*TASK TO CARRY OUT:*
Please answer these questions from the book description below.
(a) Who wrote the preface to Alcalay's book?
(b) Who called Alcalay "that rare thing, a gifted prose writer and poet, and an accomplished intellectual"?
(c) What does Peter Lamborn Wilson say Alcalay's books are?

*READING PASSAGE:*
With preface by editor Fred Dewey, Alcalay’s book places
the work of major figures like Muriel Rukeyser, Charles Olson,
Edward Dorn, Diane di Prima, and Amiri Baraka, in the realm
of resistance and global decolonization to assert the power
of poetry as a unique form of knowledge.
Recognized
by Edward Said as “that rare thing, a gifted prose writer
and poet, and an accomplished intellectual,” Alcalay
brings his blend of autobiographical and investigative scholarship
to bear on this timely and important book of essays.
"His
books are a tool for liberation.”
—Peter Lamborn Wilson
“There
is no one better qualified to explore the meaning of today’s
‘culture wars,’ locally and globally.”
—Amitav Ghosh
“Alcalay
brings to any subject an acute sensitivity to writing and
a
sophisticated understanding of the way politics works to produce
and
maintain literature. . . . Ammiel Alcalay is a unique and
important figure in contemporary world literature.”

*RECORD EXTRACTS:*

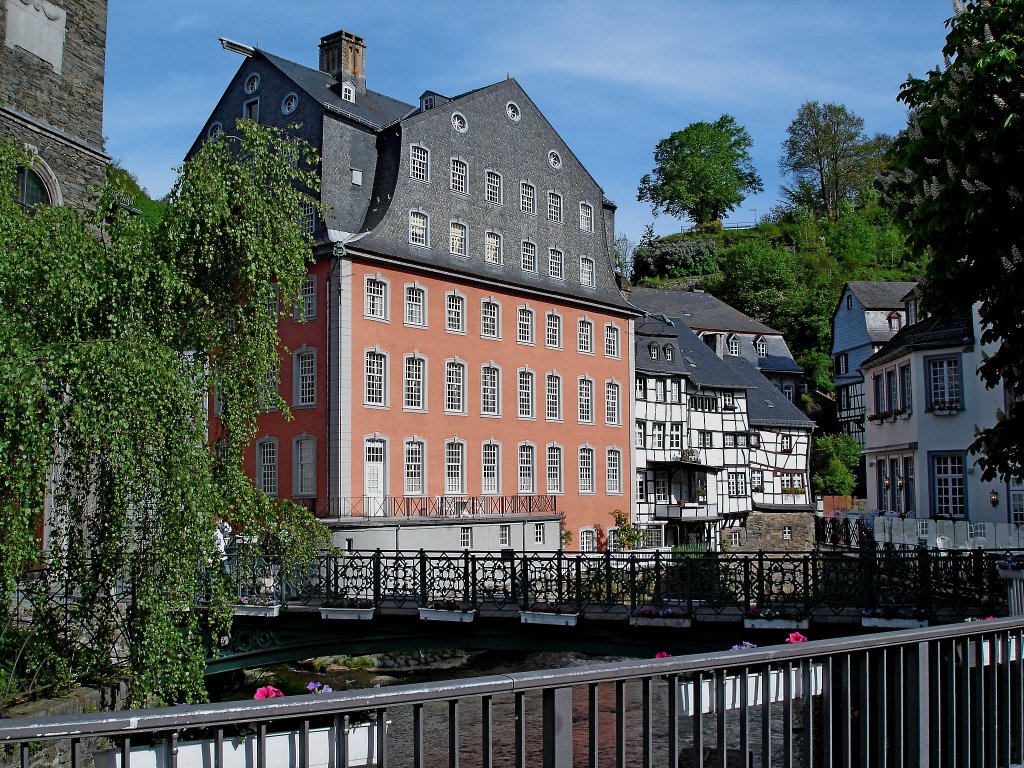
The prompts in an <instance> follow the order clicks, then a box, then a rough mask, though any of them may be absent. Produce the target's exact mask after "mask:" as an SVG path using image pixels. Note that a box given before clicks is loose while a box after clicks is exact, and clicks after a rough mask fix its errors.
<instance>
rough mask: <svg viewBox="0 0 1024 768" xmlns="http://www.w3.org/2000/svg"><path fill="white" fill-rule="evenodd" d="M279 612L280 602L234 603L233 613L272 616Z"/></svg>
mask: <svg viewBox="0 0 1024 768" xmlns="http://www.w3.org/2000/svg"><path fill="white" fill-rule="evenodd" d="M279 613H281V604H280V603H279V604H278V605H236V606H234V615H237V616H263V617H264V618H273V617H274V616H276V615H278V614H279Z"/></svg>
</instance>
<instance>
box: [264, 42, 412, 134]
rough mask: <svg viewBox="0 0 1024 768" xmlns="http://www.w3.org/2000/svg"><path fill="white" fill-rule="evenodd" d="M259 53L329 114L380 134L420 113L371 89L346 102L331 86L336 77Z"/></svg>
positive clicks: (409, 104)
mask: <svg viewBox="0 0 1024 768" xmlns="http://www.w3.org/2000/svg"><path fill="white" fill-rule="evenodd" d="M256 52H257V53H259V54H260V55H261V56H263V57H264V58H265V59H266V60H267V61H269V62H270V63H272V65H273V66H274V67H276V68H278V69H279V70H281V71H282V73H284V75H285V76H286V77H288V78H289V79H290V80H292V82H294V83H295V84H296V85H297V86H298V87H299V88H301V89H302V90H304V91H305V92H306V93H308V94H309V95H310V96H311V97H312V98H314V99H315V100H316V101H317V102H318V103H319V104H321V105H322V106H324V109H326V110H327V111H328V112H333V113H336V114H339V115H344V116H346V117H349V118H351V119H353V120H355V121H357V122H359V123H362V124H364V125H368V126H370V127H371V128H374V129H376V130H380V129H381V128H384V127H385V126H387V125H390V124H391V123H393V122H395V121H396V120H399V119H401V118H402V117H403V116H406V115H408V114H409V113H411V112H414V111H416V110H417V109H419V108H417V106H414V105H413V104H408V103H406V102H404V101H399V100H398V99H396V98H391V96H386V95H384V94H383V93H378V92H377V91H372V90H370V89H369V88H368V89H367V91H366V92H365V93H359V94H358V96H357V97H356V99H355V102H352V101H346V100H345V99H343V98H342V97H341V94H340V93H338V92H336V91H334V90H332V88H331V86H335V85H337V84H338V80H336V79H335V78H334V76H333V75H329V74H327V73H326V72H321V71H319V70H313V69H311V68H309V67H303V66H302V65H300V63H296V62H295V61H290V60H288V59H287V58H282V57H281V56H275V55H273V54H272V53H268V52H267V51H265V50H261V49H259V48H257V49H256Z"/></svg>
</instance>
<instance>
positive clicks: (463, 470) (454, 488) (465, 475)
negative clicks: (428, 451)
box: [444, 440, 466, 496]
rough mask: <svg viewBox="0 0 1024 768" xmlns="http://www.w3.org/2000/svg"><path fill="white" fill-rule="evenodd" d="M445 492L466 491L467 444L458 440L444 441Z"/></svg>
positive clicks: (451, 494) (444, 471) (451, 495)
mask: <svg viewBox="0 0 1024 768" xmlns="http://www.w3.org/2000/svg"><path fill="white" fill-rule="evenodd" d="M444 493H445V494H447V495H450V496H454V495H461V494H465V493H466V446H465V445H464V444H463V443H461V442H458V441H457V440H450V441H449V442H445V443H444Z"/></svg>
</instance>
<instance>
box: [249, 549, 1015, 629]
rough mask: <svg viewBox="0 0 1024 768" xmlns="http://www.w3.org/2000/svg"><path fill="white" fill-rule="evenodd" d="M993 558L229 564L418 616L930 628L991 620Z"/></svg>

*FINISHED EXERCISE:*
(a) Fred Dewey
(b) Edward Said
(c) A tool for liberation